» Exercise directions: Reproduce word for word the lines of the records from the line with "pixel 850 80." up to and including the line with "pixel 644 463".

(Object pointing dataset rows)
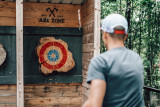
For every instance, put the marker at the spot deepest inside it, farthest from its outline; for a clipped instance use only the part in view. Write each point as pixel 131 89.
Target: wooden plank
pixel 44 1
pixel 42 31
pixel 85 65
pixel 97 18
pixel 7 99
pixel 32 0
pixel 89 38
pixel 86 11
pixel 36 14
pixel 66 1
pixel 31 38
pixel 19 52
pixel 88 19
pixel 9 0
pixel 88 47
pixel 55 1
pixel 87 56
pixel 89 28
pixel 8 105
pixel 55 105
pixel 77 1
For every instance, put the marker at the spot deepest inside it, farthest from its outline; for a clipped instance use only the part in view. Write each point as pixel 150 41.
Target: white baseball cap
pixel 113 20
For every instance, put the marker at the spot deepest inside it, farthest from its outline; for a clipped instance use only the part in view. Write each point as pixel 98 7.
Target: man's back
pixel 122 70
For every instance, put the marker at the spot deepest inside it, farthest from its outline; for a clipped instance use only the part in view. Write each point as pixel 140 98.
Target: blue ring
pixel 53 59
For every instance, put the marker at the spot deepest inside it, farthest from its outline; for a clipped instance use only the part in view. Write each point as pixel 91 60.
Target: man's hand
pixel 97 93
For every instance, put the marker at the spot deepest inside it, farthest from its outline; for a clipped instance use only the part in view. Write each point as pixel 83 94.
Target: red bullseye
pixel 44 62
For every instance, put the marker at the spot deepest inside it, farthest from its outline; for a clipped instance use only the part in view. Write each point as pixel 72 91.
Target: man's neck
pixel 115 45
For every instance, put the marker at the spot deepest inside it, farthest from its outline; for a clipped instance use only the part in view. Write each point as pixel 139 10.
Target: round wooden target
pixel 54 55
pixel 3 54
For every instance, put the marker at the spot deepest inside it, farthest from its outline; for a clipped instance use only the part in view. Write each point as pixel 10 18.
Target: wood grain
pixel 36 14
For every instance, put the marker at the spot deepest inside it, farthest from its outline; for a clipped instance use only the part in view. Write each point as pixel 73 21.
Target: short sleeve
pixel 96 70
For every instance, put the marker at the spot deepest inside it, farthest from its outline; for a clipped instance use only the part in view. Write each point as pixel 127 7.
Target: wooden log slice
pixel 54 55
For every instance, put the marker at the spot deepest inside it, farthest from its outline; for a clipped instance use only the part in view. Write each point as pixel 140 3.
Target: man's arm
pixel 97 93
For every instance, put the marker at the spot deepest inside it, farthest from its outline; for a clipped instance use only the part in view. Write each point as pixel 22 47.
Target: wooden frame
pixel 19 52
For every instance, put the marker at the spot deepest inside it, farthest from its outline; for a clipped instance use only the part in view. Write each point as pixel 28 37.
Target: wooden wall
pixel 44 95
pixel 91 39
pixel 40 14
pixel 56 95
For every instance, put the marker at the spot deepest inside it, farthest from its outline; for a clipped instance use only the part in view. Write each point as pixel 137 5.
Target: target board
pixel 54 55
pixel 3 54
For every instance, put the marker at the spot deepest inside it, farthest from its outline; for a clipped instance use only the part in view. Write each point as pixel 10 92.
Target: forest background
pixel 143 37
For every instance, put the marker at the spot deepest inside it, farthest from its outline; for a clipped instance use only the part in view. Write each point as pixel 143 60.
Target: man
pixel 116 76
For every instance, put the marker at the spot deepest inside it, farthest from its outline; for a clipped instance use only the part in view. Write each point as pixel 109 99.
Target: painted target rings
pixel 56 55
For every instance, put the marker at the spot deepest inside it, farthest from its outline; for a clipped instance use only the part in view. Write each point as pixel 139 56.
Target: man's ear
pixel 126 36
pixel 105 35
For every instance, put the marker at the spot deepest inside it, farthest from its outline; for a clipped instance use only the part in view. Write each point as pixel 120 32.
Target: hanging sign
pixel 54 55
pixel 3 54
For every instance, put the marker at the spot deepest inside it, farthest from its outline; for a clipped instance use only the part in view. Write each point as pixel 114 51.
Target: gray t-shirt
pixel 122 69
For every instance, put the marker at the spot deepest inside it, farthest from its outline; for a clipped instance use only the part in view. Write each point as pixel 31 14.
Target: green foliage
pixel 144 33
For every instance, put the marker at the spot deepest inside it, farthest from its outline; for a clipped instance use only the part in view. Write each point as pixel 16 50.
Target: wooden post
pixel 19 52
pixel 97 17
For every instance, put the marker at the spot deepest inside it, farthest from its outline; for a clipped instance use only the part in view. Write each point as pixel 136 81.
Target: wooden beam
pixel 55 1
pixel 66 1
pixel 32 0
pixel 8 0
pixel 19 52
pixel 77 1
pixel 44 1
pixel 97 15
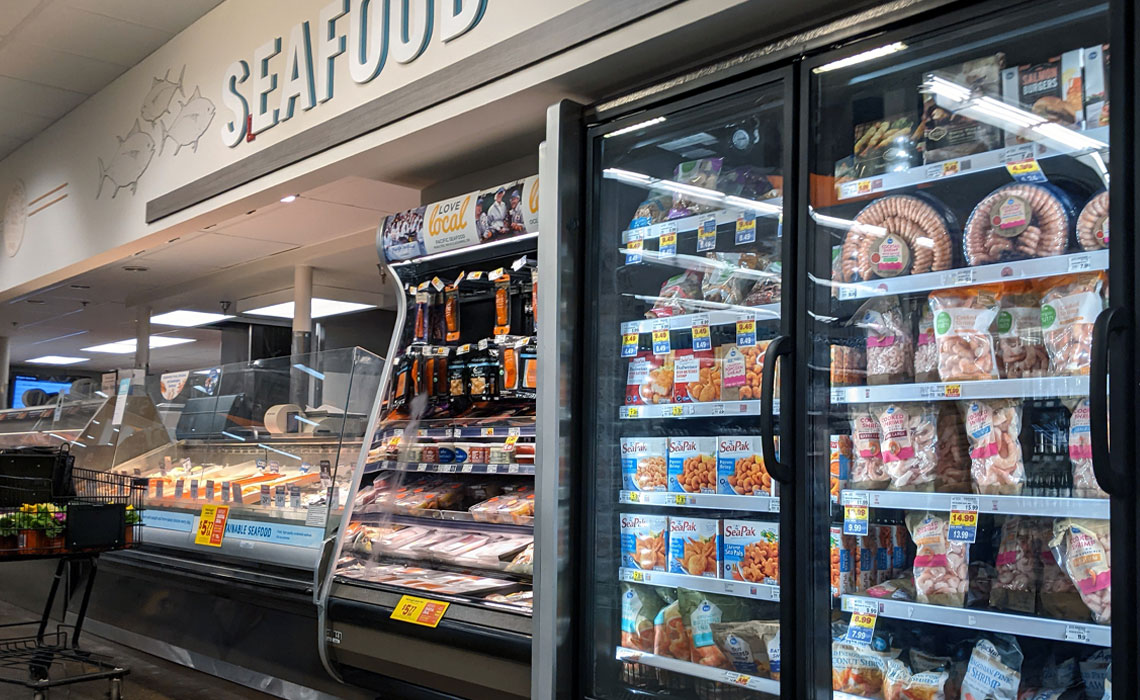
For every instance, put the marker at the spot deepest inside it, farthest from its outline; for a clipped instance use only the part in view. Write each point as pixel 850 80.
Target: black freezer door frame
pixel 1124 22
pixel 783 76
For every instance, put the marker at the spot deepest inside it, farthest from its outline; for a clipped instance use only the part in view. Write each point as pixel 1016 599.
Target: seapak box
pixel 644 540
pixel 740 466
pixel 751 551
pixel 692 465
pixel 694 546
pixel 644 463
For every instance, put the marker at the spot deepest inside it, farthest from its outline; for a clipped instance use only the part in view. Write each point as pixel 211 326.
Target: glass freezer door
pixel 959 260
pixel 684 536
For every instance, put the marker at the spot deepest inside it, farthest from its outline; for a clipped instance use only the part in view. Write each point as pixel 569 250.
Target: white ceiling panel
pixel 164 15
pixel 49 66
pixel 94 35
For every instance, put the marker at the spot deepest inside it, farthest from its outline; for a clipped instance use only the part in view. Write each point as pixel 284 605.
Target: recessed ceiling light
pixel 124 347
pixel 185 318
pixel 319 308
pixel 57 359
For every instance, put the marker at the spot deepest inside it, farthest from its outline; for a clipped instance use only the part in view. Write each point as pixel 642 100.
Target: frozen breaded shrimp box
pixel 644 542
pixel 644 464
pixel 694 546
pixel 692 465
pixel 751 551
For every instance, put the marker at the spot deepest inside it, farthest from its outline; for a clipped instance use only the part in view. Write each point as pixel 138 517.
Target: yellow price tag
pixel 211 526
pixel 420 611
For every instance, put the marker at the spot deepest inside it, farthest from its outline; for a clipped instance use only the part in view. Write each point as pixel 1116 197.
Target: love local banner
pixel 473 219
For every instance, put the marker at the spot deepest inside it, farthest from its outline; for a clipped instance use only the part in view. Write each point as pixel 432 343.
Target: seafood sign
pixel 190 122
pixel 131 159
pixel 157 99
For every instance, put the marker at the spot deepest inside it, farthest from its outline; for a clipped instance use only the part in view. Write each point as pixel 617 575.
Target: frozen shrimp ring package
pixel 1018 221
pixel 941 567
pixel 1092 224
pixel 961 326
pixel 898 235
pixel 993 428
pixel 1083 551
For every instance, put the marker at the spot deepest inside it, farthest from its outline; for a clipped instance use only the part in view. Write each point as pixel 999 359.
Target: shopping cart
pixel 51 510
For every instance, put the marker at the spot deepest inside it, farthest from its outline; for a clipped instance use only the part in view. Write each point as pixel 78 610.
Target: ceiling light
pixel 57 359
pixel 124 347
pixel 879 53
pixel 657 120
pixel 318 308
pixel 185 318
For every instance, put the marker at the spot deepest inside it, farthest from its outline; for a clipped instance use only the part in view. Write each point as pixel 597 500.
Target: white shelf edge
pixel 1004 505
pixel 1024 388
pixel 1085 261
pixel 719 675
pixel 759 592
pixel 724 502
pixel 1023 625
pixel 955 168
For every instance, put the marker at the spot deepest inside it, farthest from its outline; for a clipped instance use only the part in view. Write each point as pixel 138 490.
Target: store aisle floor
pixel 151 677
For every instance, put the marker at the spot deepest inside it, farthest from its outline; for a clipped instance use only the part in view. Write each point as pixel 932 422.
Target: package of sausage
pixel 695 376
pixel 751 552
pixel 961 325
pixel 740 466
pixel 644 465
pixel 692 465
pixel 649 380
pixel 1069 307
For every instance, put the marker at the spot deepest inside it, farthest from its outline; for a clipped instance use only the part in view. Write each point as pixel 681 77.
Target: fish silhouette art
pixel 131 159
pixel 190 122
pixel 157 99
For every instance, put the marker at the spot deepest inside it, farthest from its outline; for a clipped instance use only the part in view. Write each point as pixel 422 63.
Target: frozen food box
pixel 692 465
pixel 1096 87
pixel 949 135
pixel 1051 89
pixel 751 551
pixel 840 463
pixel 644 464
pixel 644 542
pixel 843 562
pixel 694 546
pixel 740 466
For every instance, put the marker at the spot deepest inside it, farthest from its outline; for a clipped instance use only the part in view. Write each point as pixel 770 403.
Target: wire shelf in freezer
pixel 697 670
pixel 1044 628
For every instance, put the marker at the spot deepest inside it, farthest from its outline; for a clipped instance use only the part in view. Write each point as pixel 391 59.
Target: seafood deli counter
pixel 238 505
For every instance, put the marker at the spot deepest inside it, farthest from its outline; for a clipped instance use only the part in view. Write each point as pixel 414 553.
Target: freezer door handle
pixel 780 347
pixel 1110 322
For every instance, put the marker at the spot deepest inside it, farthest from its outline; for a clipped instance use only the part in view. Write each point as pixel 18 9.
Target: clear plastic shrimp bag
pixel 961 326
pixel 889 341
pixel 1068 310
pixel 941 567
pixel 993 429
pixel 868 471
pixel 1083 550
pixel 1018 566
pixel 909 434
pixel 1084 479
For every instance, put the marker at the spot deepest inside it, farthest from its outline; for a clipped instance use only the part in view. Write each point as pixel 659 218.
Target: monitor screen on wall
pixel 23 383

» Full output:
For every instance, put the marker at the spot deepest inside it, farthest from its outline; for a clipped instance use only the part in view. Write each point as pixel 850 80.
Target: black freezer door frame
pixel 1124 22
pixel 783 76
For every instance, put the marker at the spot deepest inside it, farthest from its outline; for a clipped instance use only the part in view. Write each point as pixel 1016 599.
Target: seapak box
pixel 644 540
pixel 740 466
pixel 751 551
pixel 692 465
pixel 694 546
pixel 644 463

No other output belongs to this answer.